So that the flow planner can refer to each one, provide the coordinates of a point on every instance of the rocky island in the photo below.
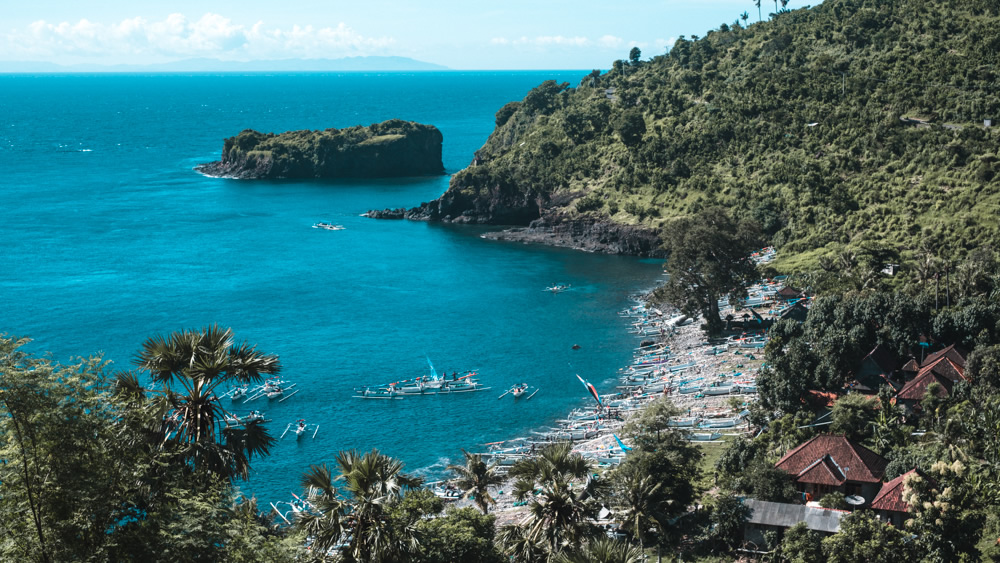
(388, 149)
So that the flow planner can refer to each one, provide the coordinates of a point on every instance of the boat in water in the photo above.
(427, 385)
(328, 226)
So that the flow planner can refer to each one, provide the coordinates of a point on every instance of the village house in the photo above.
(828, 463)
(878, 368)
(778, 516)
(889, 505)
(945, 367)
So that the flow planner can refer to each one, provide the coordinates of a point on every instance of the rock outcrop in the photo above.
(591, 234)
(388, 149)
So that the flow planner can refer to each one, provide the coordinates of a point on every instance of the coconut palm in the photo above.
(475, 478)
(372, 481)
(517, 545)
(565, 498)
(191, 365)
(640, 498)
(603, 550)
(323, 519)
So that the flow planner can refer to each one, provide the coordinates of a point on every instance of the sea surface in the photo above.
(108, 236)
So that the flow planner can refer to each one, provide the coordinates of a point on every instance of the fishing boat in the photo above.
(421, 387)
(683, 422)
(300, 428)
(328, 226)
(717, 390)
(376, 393)
(719, 423)
(254, 415)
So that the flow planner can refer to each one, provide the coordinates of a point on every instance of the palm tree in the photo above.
(373, 481)
(516, 544)
(603, 550)
(475, 478)
(565, 500)
(639, 496)
(324, 517)
(197, 363)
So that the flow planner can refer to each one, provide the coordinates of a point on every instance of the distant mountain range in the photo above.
(216, 65)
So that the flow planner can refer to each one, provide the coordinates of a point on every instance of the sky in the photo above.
(459, 34)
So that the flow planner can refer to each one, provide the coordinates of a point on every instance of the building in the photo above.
(888, 503)
(945, 367)
(878, 368)
(778, 516)
(828, 463)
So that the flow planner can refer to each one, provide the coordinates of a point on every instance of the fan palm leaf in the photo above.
(475, 478)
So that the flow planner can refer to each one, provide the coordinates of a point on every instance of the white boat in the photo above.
(719, 423)
(254, 415)
(300, 428)
(683, 422)
(328, 226)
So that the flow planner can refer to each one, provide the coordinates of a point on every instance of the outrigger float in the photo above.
(519, 391)
(300, 428)
(432, 384)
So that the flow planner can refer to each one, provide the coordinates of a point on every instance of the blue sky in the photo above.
(461, 34)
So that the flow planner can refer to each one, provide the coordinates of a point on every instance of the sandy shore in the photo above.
(715, 364)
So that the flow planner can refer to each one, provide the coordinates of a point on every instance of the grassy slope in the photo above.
(726, 122)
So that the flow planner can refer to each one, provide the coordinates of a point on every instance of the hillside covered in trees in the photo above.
(851, 123)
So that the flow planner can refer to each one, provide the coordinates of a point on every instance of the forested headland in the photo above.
(851, 124)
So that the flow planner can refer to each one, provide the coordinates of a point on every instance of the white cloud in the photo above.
(603, 42)
(611, 42)
(212, 35)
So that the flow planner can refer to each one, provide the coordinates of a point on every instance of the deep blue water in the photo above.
(107, 237)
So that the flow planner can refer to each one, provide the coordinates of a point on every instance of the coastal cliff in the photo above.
(830, 127)
(388, 149)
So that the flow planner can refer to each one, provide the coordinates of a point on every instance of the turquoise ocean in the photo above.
(108, 236)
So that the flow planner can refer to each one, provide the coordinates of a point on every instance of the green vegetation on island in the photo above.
(391, 148)
(854, 122)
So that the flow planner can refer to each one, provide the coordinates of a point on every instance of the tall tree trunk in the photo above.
(35, 509)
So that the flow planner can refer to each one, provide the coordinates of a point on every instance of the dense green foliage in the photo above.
(853, 121)
(391, 148)
(710, 258)
(90, 474)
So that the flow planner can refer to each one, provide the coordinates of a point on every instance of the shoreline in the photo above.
(692, 359)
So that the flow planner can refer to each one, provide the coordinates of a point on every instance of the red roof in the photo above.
(821, 398)
(890, 496)
(789, 292)
(854, 461)
(916, 388)
(883, 358)
(823, 471)
(956, 355)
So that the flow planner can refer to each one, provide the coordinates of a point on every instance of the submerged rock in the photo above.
(388, 149)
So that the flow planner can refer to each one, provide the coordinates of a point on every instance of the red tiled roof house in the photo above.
(830, 463)
(889, 504)
(945, 367)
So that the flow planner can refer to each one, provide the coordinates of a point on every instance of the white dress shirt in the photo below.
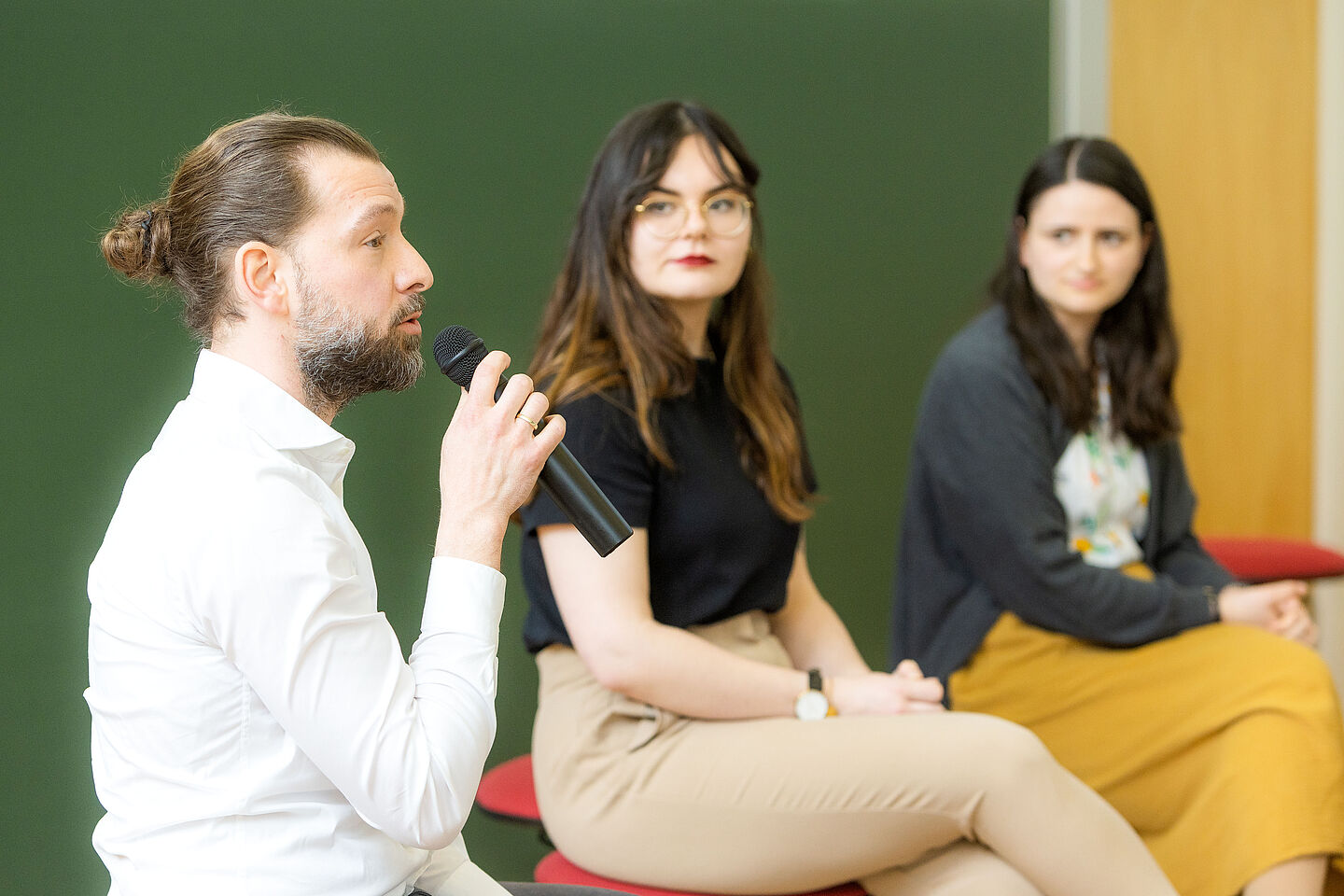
(256, 728)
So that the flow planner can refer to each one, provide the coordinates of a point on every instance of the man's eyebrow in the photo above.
(371, 213)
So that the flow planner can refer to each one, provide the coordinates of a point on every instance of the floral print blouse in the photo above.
(1102, 483)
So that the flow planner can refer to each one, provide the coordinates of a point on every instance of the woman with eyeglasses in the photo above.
(705, 721)
(1050, 575)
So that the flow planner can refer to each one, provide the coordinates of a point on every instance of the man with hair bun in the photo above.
(256, 728)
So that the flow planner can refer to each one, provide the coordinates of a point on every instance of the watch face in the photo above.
(811, 706)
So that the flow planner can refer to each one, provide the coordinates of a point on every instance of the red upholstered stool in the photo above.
(558, 869)
(1271, 559)
(507, 791)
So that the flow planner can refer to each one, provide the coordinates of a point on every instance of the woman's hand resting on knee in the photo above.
(1274, 606)
(906, 690)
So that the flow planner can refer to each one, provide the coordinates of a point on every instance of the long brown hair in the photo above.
(602, 330)
(1137, 335)
(246, 180)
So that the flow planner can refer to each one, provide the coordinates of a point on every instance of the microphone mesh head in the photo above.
(458, 352)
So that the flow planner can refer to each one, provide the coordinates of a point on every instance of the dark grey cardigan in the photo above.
(983, 531)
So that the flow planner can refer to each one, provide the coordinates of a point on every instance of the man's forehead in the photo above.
(348, 189)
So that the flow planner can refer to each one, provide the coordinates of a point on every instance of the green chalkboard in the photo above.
(891, 133)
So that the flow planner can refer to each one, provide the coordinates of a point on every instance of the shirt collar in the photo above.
(273, 414)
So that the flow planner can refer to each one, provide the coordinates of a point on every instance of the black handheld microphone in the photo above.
(458, 352)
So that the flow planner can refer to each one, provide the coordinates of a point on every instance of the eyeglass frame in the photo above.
(640, 208)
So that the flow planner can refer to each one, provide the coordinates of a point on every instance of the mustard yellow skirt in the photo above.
(1222, 745)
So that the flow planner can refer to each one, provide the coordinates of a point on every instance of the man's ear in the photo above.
(263, 278)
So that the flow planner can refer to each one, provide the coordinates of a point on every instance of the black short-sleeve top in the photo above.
(717, 547)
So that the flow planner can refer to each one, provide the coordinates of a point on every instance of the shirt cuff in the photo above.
(464, 596)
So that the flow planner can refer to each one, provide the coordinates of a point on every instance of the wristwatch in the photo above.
(812, 704)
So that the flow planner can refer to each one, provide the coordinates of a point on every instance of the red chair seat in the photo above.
(507, 791)
(555, 868)
(1252, 559)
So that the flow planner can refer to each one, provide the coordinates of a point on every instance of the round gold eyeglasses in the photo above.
(724, 214)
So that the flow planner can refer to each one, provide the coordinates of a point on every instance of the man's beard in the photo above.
(341, 357)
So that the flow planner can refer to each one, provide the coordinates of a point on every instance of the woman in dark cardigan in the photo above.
(1048, 572)
(683, 735)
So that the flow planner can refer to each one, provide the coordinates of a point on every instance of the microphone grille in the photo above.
(458, 352)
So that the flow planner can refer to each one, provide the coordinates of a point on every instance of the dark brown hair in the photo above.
(602, 330)
(1137, 336)
(245, 182)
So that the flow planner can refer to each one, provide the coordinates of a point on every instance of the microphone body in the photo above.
(458, 352)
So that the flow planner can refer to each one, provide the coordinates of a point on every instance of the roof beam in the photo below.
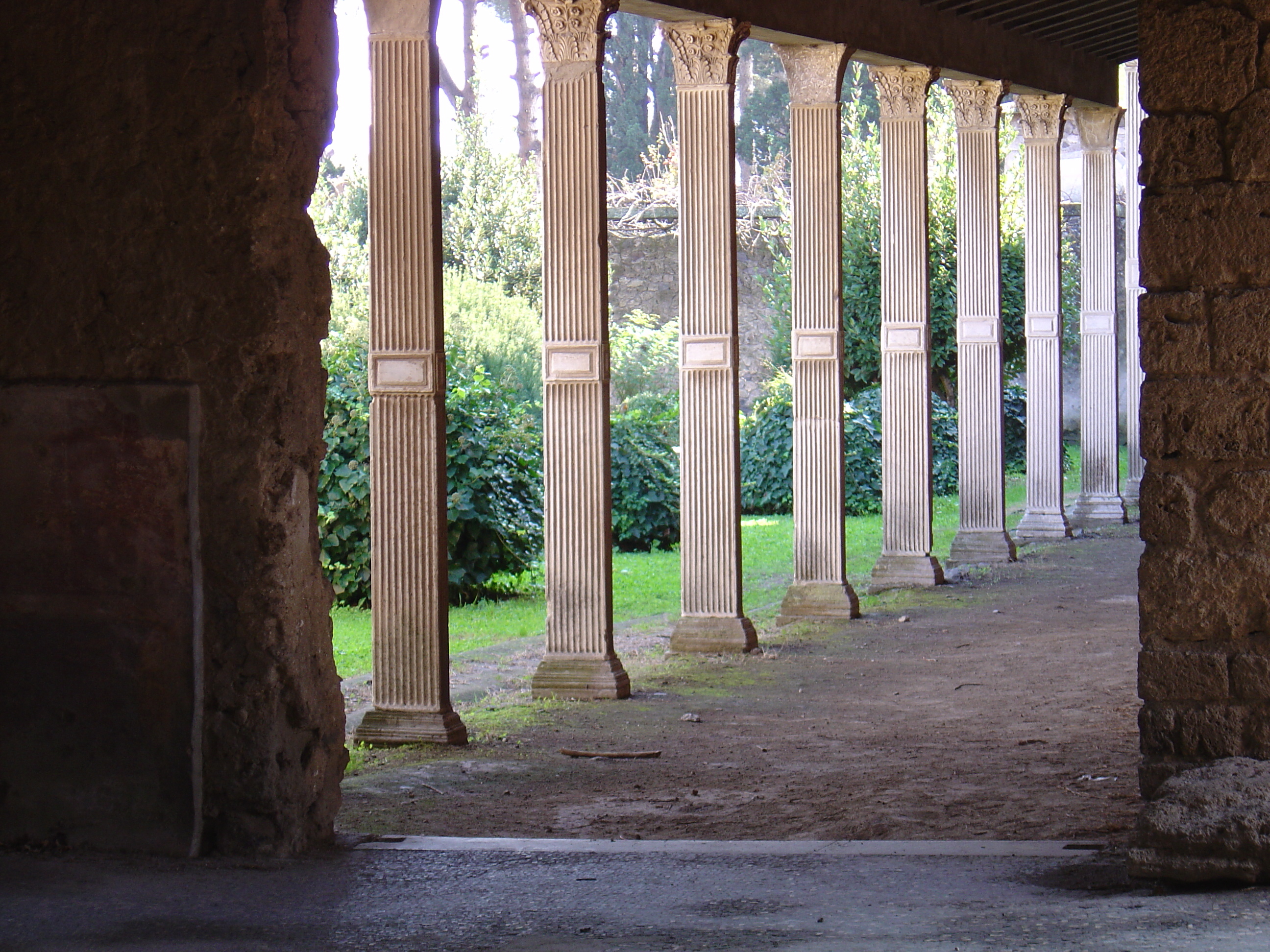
(911, 32)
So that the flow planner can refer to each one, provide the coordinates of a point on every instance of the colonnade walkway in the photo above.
(1005, 709)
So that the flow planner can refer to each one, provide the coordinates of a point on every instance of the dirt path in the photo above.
(1003, 709)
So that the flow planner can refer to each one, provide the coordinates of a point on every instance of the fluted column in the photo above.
(821, 588)
(409, 606)
(1100, 499)
(906, 334)
(982, 535)
(1133, 372)
(705, 67)
(580, 661)
(1041, 121)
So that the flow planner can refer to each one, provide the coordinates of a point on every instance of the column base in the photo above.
(971, 547)
(711, 635)
(1099, 511)
(906, 573)
(818, 601)
(394, 728)
(1043, 526)
(582, 678)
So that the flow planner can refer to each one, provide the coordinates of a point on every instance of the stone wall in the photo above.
(158, 164)
(644, 275)
(1204, 670)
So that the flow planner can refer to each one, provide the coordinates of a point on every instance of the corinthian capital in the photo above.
(1041, 116)
(704, 51)
(976, 103)
(902, 89)
(571, 31)
(814, 71)
(1098, 126)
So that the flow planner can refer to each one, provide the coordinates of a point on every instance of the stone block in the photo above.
(1166, 509)
(1241, 332)
(1206, 419)
(1215, 235)
(1209, 823)
(1192, 595)
(1239, 508)
(1247, 135)
(1197, 59)
(1183, 676)
(1250, 677)
(1174, 331)
(1181, 150)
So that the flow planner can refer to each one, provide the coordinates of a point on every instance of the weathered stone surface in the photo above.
(1168, 509)
(1217, 46)
(1211, 421)
(1249, 136)
(1184, 149)
(1174, 333)
(158, 164)
(1211, 823)
(1243, 342)
(1217, 235)
(1181, 676)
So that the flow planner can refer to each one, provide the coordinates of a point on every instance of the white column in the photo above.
+---+
» **Activity**:
Retype word for word the lines running from the line containing "stone surface in the photo above." to the end of the listing, and only those.

» **Exercise solution**:
So that the flow planner can refer to each one, provide the coordinates of a point on every instance of the weathered stone surface in the photo above.
(1168, 509)
(1217, 46)
(1211, 421)
(1249, 136)
(1184, 149)
(1174, 333)
(158, 164)
(1211, 823)
(1243, 342)
(1217, 235)
(1181, 676)
So that the flow planner can refer to each one, provide the coordinates of a point on every instance of the white column in the photo above.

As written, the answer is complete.